(Referring expression data)
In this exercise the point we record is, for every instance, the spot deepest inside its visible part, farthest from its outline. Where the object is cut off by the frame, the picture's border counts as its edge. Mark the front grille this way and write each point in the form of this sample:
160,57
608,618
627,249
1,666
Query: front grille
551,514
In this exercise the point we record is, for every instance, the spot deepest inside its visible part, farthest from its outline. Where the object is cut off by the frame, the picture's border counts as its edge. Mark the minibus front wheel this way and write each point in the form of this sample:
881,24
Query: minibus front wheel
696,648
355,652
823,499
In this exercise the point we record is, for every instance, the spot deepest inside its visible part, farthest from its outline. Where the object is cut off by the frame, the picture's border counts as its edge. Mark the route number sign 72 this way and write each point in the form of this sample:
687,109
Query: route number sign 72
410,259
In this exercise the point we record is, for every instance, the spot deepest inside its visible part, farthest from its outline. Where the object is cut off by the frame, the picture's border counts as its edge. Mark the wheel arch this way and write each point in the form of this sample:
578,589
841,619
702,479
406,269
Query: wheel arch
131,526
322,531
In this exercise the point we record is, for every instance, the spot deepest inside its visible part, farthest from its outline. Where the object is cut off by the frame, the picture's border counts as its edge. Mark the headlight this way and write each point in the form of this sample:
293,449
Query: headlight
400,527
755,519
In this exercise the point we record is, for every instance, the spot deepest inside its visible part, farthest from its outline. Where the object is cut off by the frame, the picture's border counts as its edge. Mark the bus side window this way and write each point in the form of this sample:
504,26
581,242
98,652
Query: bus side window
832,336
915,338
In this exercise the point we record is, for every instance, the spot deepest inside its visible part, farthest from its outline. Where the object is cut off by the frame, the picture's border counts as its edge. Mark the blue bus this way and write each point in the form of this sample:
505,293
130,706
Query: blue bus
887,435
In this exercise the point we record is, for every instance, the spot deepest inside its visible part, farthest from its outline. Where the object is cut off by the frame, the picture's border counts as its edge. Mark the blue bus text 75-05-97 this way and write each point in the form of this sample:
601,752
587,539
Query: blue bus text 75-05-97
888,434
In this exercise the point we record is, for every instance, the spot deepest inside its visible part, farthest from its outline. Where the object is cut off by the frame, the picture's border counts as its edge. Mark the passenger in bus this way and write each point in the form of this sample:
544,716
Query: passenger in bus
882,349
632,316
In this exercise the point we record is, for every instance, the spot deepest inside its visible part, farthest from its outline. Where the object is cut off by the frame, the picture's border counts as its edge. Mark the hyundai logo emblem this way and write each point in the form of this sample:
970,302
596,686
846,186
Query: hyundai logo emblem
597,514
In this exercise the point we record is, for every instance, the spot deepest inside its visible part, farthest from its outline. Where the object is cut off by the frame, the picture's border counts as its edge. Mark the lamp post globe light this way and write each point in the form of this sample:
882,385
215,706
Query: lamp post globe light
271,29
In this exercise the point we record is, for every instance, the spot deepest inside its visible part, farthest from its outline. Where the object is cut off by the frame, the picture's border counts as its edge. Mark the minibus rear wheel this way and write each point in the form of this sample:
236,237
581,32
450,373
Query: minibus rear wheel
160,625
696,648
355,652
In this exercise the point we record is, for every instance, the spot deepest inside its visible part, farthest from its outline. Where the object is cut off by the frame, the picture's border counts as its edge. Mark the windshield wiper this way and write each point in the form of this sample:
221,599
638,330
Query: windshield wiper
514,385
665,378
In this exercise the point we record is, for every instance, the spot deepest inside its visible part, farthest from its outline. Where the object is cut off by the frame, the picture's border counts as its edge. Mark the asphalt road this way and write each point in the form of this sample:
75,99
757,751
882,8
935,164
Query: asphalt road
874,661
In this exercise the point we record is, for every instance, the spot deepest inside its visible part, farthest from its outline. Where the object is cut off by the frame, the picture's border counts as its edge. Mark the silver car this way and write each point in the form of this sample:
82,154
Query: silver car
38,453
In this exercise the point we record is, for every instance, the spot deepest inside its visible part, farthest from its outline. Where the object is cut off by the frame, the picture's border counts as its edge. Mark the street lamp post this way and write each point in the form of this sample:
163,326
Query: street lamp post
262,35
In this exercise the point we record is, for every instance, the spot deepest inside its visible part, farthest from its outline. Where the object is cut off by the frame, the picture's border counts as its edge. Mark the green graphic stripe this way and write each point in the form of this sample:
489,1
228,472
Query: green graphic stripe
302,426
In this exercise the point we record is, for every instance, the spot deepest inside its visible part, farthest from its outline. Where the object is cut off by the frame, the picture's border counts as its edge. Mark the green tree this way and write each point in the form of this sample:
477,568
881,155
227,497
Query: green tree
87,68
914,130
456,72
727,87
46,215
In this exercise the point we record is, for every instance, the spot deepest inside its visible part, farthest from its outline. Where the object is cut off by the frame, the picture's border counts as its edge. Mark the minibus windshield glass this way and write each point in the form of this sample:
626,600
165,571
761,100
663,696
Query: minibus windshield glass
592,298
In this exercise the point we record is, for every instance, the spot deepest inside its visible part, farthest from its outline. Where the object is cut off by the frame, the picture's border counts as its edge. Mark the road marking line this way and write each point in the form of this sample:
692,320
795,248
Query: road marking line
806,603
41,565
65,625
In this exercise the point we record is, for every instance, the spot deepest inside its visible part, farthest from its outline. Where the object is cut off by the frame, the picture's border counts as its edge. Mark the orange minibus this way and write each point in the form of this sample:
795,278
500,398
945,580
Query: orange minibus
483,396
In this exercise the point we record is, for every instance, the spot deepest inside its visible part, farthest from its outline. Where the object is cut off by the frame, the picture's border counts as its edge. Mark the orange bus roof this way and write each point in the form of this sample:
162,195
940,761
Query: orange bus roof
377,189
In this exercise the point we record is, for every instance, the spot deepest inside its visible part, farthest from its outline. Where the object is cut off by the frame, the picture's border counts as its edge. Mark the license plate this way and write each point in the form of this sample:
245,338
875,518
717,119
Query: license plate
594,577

→ **WORK TASK**:
Please set down, with no changes, the line that contains "Mark the road" and all the lines after it until the entries end; write nothing besides them.

→ **RESPONSE**:
In this exercise the point we record is, for every instance, the spot deepest inside its visible part, farthest from its outline. Where the object is cut off by the frame, the picture's border counts as its edge. Mark the road marking line this way and write each point in the form of this sample:
692,320
795,248
Query: road marking line
806,603
41,565
65,625
In this exercise the point we record is, for every instance, the spot deepest inside its visible part, farthest from its outline. Where the object is cut off by the frame, the picture's border counts as its edge. Mark the orange minibus this way and write each point in the form of this sample:
795,278
500,398
945,580
Query: orange minibus
483,396
In this exercise the point we record is, for every instance, the spot deepest inside its visible part, farthest from its outline. Where the object is cut off by the frame, the picture's border counts as its edge. Mark the orange bus roof this way and write each point in the form of this sample:
162,195
940,761
Query: orange bus roof
377,189
In this exercise the point we record is, for every instance, the spot deepest inside its visible part, farthest from its outline. Where the object is cut off by the frame, the picture's border counts as its edge. Mark the license plate this way and write each point in the form of this sample:
245,338
875,518
717,119
Query: license plate
594,577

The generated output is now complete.